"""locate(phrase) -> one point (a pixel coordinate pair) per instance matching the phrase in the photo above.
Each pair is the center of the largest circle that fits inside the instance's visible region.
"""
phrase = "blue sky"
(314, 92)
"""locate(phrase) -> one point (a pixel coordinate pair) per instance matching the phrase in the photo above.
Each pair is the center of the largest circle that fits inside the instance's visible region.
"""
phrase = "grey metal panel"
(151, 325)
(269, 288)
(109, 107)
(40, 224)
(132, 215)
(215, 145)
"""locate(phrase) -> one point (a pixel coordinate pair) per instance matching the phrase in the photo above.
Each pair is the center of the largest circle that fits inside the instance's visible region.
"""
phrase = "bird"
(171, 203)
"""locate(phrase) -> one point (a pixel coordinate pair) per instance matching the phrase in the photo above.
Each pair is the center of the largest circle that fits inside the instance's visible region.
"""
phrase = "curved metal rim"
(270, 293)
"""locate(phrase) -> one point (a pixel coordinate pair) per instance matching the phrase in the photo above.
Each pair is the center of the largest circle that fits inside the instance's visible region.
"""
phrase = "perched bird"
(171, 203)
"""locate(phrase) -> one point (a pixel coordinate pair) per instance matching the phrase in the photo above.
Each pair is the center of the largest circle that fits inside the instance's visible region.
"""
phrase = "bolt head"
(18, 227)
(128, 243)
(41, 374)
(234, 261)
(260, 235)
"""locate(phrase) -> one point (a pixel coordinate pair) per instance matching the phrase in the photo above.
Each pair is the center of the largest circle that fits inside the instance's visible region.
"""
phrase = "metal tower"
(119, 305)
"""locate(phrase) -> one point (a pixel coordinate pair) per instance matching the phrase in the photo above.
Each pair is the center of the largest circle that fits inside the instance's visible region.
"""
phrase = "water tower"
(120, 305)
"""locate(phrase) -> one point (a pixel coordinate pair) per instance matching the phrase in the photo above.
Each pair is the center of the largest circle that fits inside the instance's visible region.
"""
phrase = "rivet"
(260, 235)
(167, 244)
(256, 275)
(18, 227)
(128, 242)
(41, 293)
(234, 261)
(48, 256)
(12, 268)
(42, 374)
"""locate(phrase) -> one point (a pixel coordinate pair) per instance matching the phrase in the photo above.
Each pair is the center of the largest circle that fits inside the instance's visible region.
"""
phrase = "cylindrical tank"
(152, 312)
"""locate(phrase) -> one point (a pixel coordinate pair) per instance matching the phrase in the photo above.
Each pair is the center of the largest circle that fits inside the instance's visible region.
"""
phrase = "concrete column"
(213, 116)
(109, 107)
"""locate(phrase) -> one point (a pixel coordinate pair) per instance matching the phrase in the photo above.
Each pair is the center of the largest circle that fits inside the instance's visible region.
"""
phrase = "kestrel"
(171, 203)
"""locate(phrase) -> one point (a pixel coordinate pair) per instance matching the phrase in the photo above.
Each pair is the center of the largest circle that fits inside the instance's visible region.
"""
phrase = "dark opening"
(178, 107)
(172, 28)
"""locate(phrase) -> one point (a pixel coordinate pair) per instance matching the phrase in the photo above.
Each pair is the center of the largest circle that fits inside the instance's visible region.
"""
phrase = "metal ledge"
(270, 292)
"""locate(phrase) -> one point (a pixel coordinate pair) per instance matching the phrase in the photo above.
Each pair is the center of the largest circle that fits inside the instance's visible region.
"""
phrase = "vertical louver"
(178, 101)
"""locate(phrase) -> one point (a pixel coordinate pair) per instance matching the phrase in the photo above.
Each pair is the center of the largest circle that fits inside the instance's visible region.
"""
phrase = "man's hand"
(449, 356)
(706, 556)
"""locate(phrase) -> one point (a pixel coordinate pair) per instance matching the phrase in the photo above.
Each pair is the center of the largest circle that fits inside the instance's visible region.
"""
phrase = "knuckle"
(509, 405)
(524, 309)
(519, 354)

——

--- GIVEN REQUEST ---
All of the entries must be quoted exactly; please include each one.

--- SOLUTION ---
"""locate(phrase) -> one point (a pixel coordinate pair) per instance matching the phrase in the photo above.
Each pair is the center of the largest circle that fits inside the instance's visible region.
"""
phrase = "blue sky"
(314, 92)
"""locate(phrase) -> one point (a pixel coordinate pair) per instance matching the phrase in the photo above.
Each pair is the center of the largest circle that fits inside the instance's visible region.
"""
phrase = "grey metal panel"
(151, 325)
(269, 288)
(109, 107)
(40, 224)
(132, 215)
(215, 145)
"""locate(phrase) -> one point (a pixel coordinate pair) per instance matching the phrase in the photo above.
Each pair is the center of the largest circle that fits inside the instance's visible region.
"""
phrase = "bird"
(171, 203)
"""locate(phrase) -> one point (a pixel coordinate pair) per instance matching the phrase in the photo above.
Each pair is the center of the largest circle that fits inside the instance's visible region.
"""
phrase = "curved metal rim"
(270, 293)
"""locate(phrase) -> one point (a pixel coordinate pair) per instance matching the phrase in the photo above.
Each pair is the center of the largest circle that fits inside the instance's visible region.
"""
phrase = "perched bird"
(171, 203)
"""locate(phrase) -> one point (a pixel coordinate pair) per instance matching the phrase in the photo above.
Each pair is the center of the largest circle that fits inside the instance's visible region.
"""
phrase = "bolt head"
(18, 227)
(128, 243)
(41, 374)
(234, 261)
(260, 235)
"""locate(phrase) -> one point (a pixel coordinate pair) per instance matching the phrase in the photo above.
Each pair is the center of the largest circle that fits inside the instance's visible region.
"""
phrase = "metal tower"
(119, 305)
"""locate(phrase) -> one point (a pixel coordinate pair) per instance matching the phrase in the photo above.
Each pair is the center of the largest circle that fits inside the instance's visible region.
"""
phrase = "water tower"
(120, 305)
"""locate(phrase) -> one point (a pixel coordinate pair) per instance matching the phrase in the photo above.
Each pair is the center of the largest circle that fits inside the instance's visible region.
"""
phrase = "rivet"
(260, 235)
(167, 244)
(256, 275)
(18, 227)
(128, 242)
(41, 293)
(234, 261)
(48, 256)
(12, 268)
(42, 374)
"""locate(phrase) -> one point (a pixel coordinate pair) per instance matching the phrase in the photo above.
Each pair is the center of the largest circle that fits inside the instance's visible region.
"""
phrase = "cylindrical tank"
(152, 312)
"""locate(phrase) -> one point (a pixel coordinate pair) per instance matching the phrase in the photo above.
Each pair is the center of the largest circle that fits inside the instance's visible region.
"""
phrase = "concrete column"
(213, 116)
(109, 107)
"""locate(phrase) -> one point (a pixel coordinate pair) per instance matching the phrase in the photo above.
Each pair is the center of the largest circle that fits inside the instance's visible region.
"""
phrase = "kestrel"
(171, 203)
"""locate(phrase) -> one point (a pixel coordinate pair) per instance matching the phrase in the photo above.
Each pair is the center of the largest circle that fits inside the instance's visible region.
"""
phrase = "dark opening"
(178, 107)
(172, 28)
"""locate(phrase) -> one point (a pixel coordinate pair) per instance matching the phrase in the photo above.
Each pair is the center of the largest circle that fits inside the instance's visible region.
"""
phrase = "metal ledge"
(270, 292)
"""locate(phrase) -> one point (a pixel coordinate pair) per instance matching the phrase in the photo above.
Each pair is the center of the largest circle that fits inside the instance's visible region.
"""
phrase = "vertical louver"
(178, 101)
"""locate(phrase) -> one point (a pixel coordinate pair) per instance matching the phrase in the photo above.
Each pair is the center of the largest circle that fits inside the instance's visible region.
"""
phrase = "man's hand"
(449, 356)
(706, 556)
"""locate(phrase) -> one point (a pixel coordinate pair) per instance matching the phrase in the photo above.
Each pair is the center of the largest circle that fits inside the instance's visible region.
"""
phrase = "knuckle"
(509, 405)
(524, 309)
(519, 354)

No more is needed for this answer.